#### WORK TO DO
Copy every one of the rows below word for word, omitting the pictures.

#### RECORD EXCERPTS

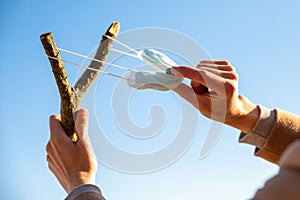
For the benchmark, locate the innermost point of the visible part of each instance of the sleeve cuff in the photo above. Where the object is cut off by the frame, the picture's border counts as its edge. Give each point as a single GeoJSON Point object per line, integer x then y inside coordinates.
{"type": "Point", "coordinates": [260, 132]}
{"type": "Point", "coordinates": [83, 189]}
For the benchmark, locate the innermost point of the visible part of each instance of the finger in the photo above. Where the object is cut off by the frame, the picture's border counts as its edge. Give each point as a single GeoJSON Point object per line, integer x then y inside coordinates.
{"type": "Point", "coordinates": [209, 80]}
{"type": "Point", "coordinates": [199, 88]}
{"type": "Point", "coordinates": [57, 133]}
{"type": "Point", "coordinates": [187, 93]}
{"type": "Point", "coordinates": [224, 74]}
{"type": "Point", "coordinates": [214, 66]}
{"type": "Point", "coordinates": [217, 62]}
{"type": "Point", "coordinates": [81, 124]}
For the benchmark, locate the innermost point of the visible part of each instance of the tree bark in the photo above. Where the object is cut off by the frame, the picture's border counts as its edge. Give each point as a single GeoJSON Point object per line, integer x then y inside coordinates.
{"type": "Point", "coordinates": [70, 97]}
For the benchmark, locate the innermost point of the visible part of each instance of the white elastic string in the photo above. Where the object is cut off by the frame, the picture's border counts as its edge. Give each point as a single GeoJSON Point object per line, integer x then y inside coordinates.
{"type": "Point", "coordinates": [85, 67]}
{"type": "Point", "coordinates": [121, 43]}
{"type": "Point", "coordinates": [96, 60]}
{"type": "Point", "coordinates": [125, 53]}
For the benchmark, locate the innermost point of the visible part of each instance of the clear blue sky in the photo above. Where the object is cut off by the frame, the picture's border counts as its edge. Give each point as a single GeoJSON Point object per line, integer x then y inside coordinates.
{"type": "Point", "coordinates": [260, 38]}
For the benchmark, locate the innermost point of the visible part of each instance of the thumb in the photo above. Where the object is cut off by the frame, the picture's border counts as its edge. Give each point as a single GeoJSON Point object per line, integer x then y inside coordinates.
{"type": "Point", "coordinates": [82, 123]}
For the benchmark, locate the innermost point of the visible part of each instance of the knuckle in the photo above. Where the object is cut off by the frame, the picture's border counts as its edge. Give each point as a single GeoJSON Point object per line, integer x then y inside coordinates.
{"type": "Point", "coordinates": [226, 62]}
{"type": "Point", "coordinates": [48, 147]}
{"type": "Point", "coordinates": [230, 87]}
{"type": "Point", "coordinates": [231, 68]}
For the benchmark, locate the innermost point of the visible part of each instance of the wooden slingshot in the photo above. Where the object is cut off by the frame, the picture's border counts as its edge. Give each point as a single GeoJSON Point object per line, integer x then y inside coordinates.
{"type": "Point", "coordinates": [71, 96]}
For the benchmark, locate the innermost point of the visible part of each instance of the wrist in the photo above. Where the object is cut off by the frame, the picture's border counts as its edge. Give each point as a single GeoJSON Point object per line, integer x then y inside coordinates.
{"type": "Point", "coordinates": [82, 180]}
{"type": "Point", "coordinates": [246, 115]}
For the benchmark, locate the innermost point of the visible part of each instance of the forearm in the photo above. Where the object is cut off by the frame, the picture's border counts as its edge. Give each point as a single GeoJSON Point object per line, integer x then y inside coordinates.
{"type": "Point", "coordinates": [272, 133]}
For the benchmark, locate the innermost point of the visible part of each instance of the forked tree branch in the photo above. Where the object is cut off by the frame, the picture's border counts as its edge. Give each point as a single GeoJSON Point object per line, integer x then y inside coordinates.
{"type": "Point", "coordinates": [70, 97]}
{"type": "Point", "coordinates": [88, 77]}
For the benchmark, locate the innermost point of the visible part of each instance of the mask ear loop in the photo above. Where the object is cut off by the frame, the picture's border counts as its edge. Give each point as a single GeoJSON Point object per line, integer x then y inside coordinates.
{"type": "Point", "coordinates": [99, 61]}
{"type": "Point", "coordinates": [86, 67]}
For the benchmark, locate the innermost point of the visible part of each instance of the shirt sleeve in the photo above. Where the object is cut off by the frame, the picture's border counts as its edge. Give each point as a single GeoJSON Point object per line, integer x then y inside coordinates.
{"type": "Point", "coordinates": [85, 192]}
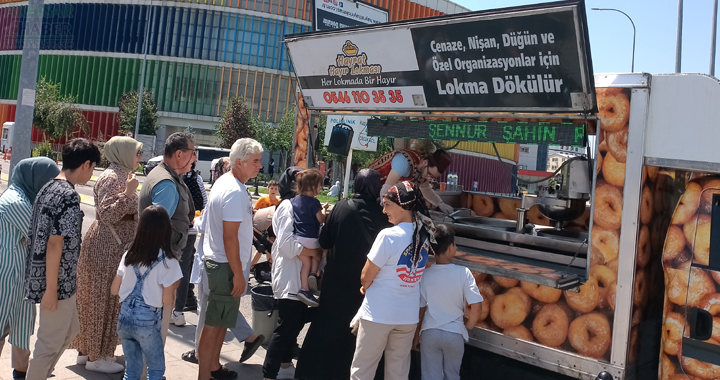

#### SOLUTION FOR THIS EXERCISE
For the benchmark, locate the innermost point of the visible part of each instance of the sleeve cuff in the photo above. Where the object is cut off by the frame, the picture's border counts as its edge. Give each point as a single GeoJSON Point object per line, integer x then y inside coordinates.
{"type": "Point", "coordinates": [260, 132]}
{"type": "Point", "coordinates": [83, 189]}
For the benchmark, locate the innermost point of the visible part of each instance of the finger in the photo above. Where the object is cut off by the frame, the picture's border counts as its edge. Give each point as a single GeoJSON Point object per line, integer x then y inside coordinates.
{"type": "Point", "coordinates": [209, 80]}
{"type": "Point", "coordinates": [199, 88]}
{"type": "Point", "coordinates": [57, 133]}
{"type": "Point", "coordinates": [187, 93]}
{"type": "Point", "coordinates": [224, 74]}
{"type": "Point", "coordinates": [214, 66]}
{"type": "Point", "coordinates": [217, 62]}
{"type": "Point", "coordinates": [81, 124]}
For the benchmark, locate the innermost point of the visible part of each instance of the tree bark in the photo above. Where the object is cut off by the frame, the picture's border counts as its edge. Give each point as a single GeoJSON Point object per line, integer x then y inside coordinates.
{"type": "Point", "coordinates": [70, 97]}
For the benchmark, locate the innermost point of the visible part of each instance of the white elastic string in the photo above. Where the object is cut off by the frame, the picture's border counts as its edge. Give each point as a single GeoJSON Point object per line, integer x then y inside coordinates.
{"type": "Point", "coordinates": [85, 67]}
{"type": "Point", "coordinates": [121, 43]}
{"type": "Point", "coordinates": [96, 60]}
{"type": "Point", "coordinates": [125, 53]}
For the benchmark, locate the innermost point of the visible part of each instance of the clear blue sky in the photo above. Where the object is cut off by the frame, the picture's border counts as its edge. Give each point as a single GeoJSON Point object per line, integer x then y inside coordinates.
{"type": "Point", "coordinates": [260, 38]}
For the benchmark, locate the innermost point of the visible part of each instance of the thumb in the photo above. Where the object is cut off by the frame, the picture's border counts as its edge. Give each point as a single GeoJSON Point object per line, integer x then y inside coordinates.
{"type": "Point", "coordinates": [82, 123]}
For the benchmark, locate the innermost point of the visible part of each instance of the knuckle in the photo above. Where the object is cut off by the frame, the picture's border counts as its edge. Give each point as a single GeoJSON Point object per line, integer x then y inside coordinates.
{"type": "Point", "coordinates": [226, 62]}
{"type": "Point", "coordinates": [48, 147]}
{"type": "Point", "coordinates": [230, 87]}
{"type": "Point", "coordinates": [231, 68]}
For the benchmark, locate the innermost point of the visible part of each instance of the wooden slingshot in the photo above. Where the object is cut off by the frame, the picture's border counts as its edge. Give each point as a single GeoJSON Point object per line, integer x then y inside coordinates.
{"type": "Point", "coordinates": [71, 96]}
For the benchmark, locate the innermost point of the visible part of each instance of the wrist in the photo above. Where the object is cut off by the frame, the picture's border counts as its edge. Give each point as a single GeoJSON Point object per line, integer x then y inside coordinates.
{"type": "Point", "coordinates": [82, 180]}
{"type": "Point", "coordinates": [246, 115]}
For the benchmark, locate the innermost point of the visible part of each instance of the forearm in the photo above. Where the object is cut off by the frame, the picture's border counts as its edge. Give each point as a single GeoJSON Point object per line, integer x then y inside coordinates.
{"type": "Point", "coordinates": [272, 133]}
For the benchmark, locate the innermost point of the visible part of each instance of the forked tree branch in the photo above. Where the object is cut off by the frame, the picture's border counts as its edge. Give each point as a single GeoJSON Point object per line, integer x then y inside coordinates.
{"type": "Point", "coordinates": [70, 97]}
{"type": "Point", "coordinates": [88, 77]}
For the benchmark, locate the innermost point of the visible part of each instance of the mask ear loop in the photo above. Where the object is cut off by the frame, the picture's border counts as its edge. Give each point as a single GeoJSON Point object per line, integer x then y inside coordinates.
{"type": "Point", "coordinates": [99, 61]}
{"type": "Point", "coordinates": [86, 67]}
For the benchmark, locate the innermost point of the visible part of each instance of the shirt sleeve in the photo above. Where the object is cut off by the frame, the picture's border counts as its edge. Give each point as a single GeoJSON Point object per line, integer x then y inside coordinates.
{"type": "Point", "coordinates": [85, 192]}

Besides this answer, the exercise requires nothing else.